Text block:
○ ○ ○ ○

Where were you when Kennedy was shot?
Forty years later, that's still a relevant question. If you were old enough to remember anything before November 22, 1963, you're simply expected to have an answer. It's a definitive cultural marker: either you shared the experience, or you missed out on one of the most important events in history.
With its latest exhibition, November 22, 1963: Image, Memory, Myth, The Andy Warhol Museum looks at this event and explores how its images and interpretations have been indelibly marked on the collective memory.

Looking Back
Without the shock and massive grief caused by President John F. Kennedy's assassination, a lot of events might not have occurred—or might have had very different outcomes.

Consider the evidence. In the late ‘50s and early ‘60s, we experienced post-war prosperity; relaxing of a rigid social structure; the birth of rock ‘n’ roll; the dawn of the media age; the space race; the Cold War; and the growth of the civil rights movement.

Kennedy had eased the Russian threat somewhat; he had hoped to address civil rights in his second term. And he wanted to get us out of Vietnam.
We had yet to view the TV-news horror of that “conflict,” which prompted protests by draft-fearing youth who, for the first time, challenged authority and the status quo.“Hell no, we won’t go” morphed into a huge generation gap fueled by the notions of free love, rock ‘n’ roll and the credo, “Turn on, tune in, drop out.”
But during Kennedy’s reign, we still accepted the presidency as a sacrosanct position and respected those who held it. “When the American government told you something was right, you believed it,” says Dr. Cyril Wecht, Allegheny County coroner and nationally acclaimed forensic science expert. That was before Lyndon Johnson’s policies produced revelations that not all wars are justified and presidents do lie; before Richard Nixon irrevocably turned us into cynics and caused the rise of investigative journalism.

On the 40th anniversary of Kennedy’s death, we find ourselves looking back to examine why and how that event had such a monumental effect.

The Kennedys
To those who believe in the forces of Good and Evil, the idea of a curse sitting on the heads of Joseph P. Kennedy’s male descendants is totally believable.
Consider the evidence. Each one of the patriarch’s sons suffered a cruel fate: His namesake was killed in World War II; both John and Bobby were felled by assassins’ bullets; Teddy nearly died in a 1964 plane crash, then was involved in a scandal that kept him from the White House. Some of their progeny have met equally gruesome fates, including the last Kennedy presidential prospect, John F. Kennedy Jr., who piloted his plane to a watery grave. President Kennedy’s second son, Patrick, died two days after his birth—just a few months before his father was buried.

○ ○ ○ ○

Jobs:
1. Decide whether each statement agrees with the Kennedy assassination article, answering yes or no and quoting the deciding words: (a) Kennedy had hoped to address civil rights in his second term. (b) Teddy Kennedy died in a 1964 plane crash. (c) Patrick was President Kennedy's first son.
2. Print the Kennedy assassination article from "Consider the evidence. Each" to "father was buried.".
The lines after this point have no connection to the Kennedy assassination article.

Extracted material:
○ ○ ○ ○

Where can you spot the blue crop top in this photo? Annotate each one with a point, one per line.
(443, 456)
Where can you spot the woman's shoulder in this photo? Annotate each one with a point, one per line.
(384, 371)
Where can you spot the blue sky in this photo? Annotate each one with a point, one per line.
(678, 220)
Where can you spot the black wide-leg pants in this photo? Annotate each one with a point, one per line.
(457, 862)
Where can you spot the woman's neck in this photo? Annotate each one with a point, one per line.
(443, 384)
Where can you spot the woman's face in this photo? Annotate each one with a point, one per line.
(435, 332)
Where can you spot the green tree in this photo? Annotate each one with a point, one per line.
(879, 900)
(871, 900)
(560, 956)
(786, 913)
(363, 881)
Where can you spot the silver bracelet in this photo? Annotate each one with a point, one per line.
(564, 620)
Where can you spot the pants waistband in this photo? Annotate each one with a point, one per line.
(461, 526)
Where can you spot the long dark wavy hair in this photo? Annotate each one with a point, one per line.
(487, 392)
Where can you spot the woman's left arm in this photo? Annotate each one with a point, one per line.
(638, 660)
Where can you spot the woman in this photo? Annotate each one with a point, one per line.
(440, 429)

○ ○ ○ ○

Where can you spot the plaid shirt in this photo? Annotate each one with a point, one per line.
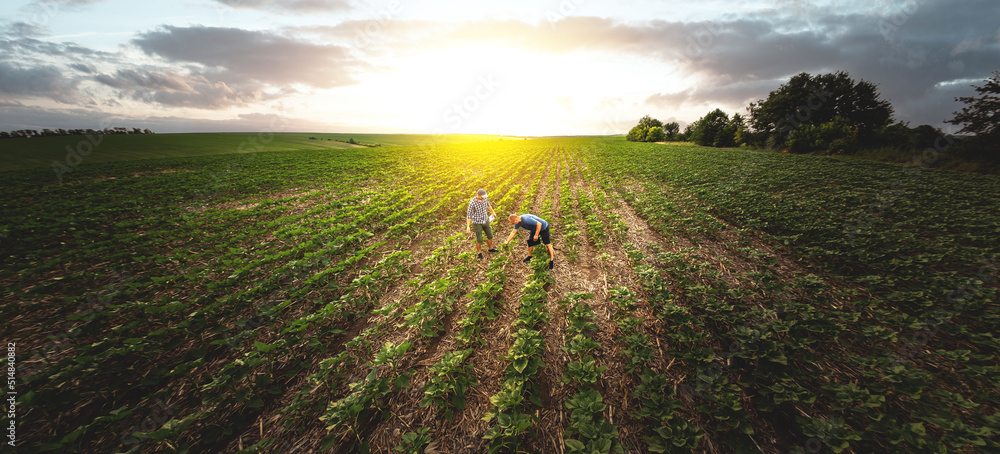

○ ○ ○ ○

Per-task answers:
1.
(a) Yes: "he had hoped to address civil rights in his second term"
(b) No: "Teddy nearly died in a 1964 plane crash"
(c) No: "President Kennedy’s second son, Patrick"

2.
Consider the evidence. Each one of the patriarch’s sons suffered a cruel fate: His namesake was killed in World War II; both John and Bobby were felled by assassins’ bullets; Teddy nearly died in a 1964 plane crash, then was involved in a scandal that kept him from the White House. Some of their progeny have met equally gruesome fates, including the last Kennedy presidential prospect, John F. Kennedy Jr., who piloted his plane to a watery grave. President Kennedy’s second son, Patrick, died two days after his birth—just a few months before his father was buried.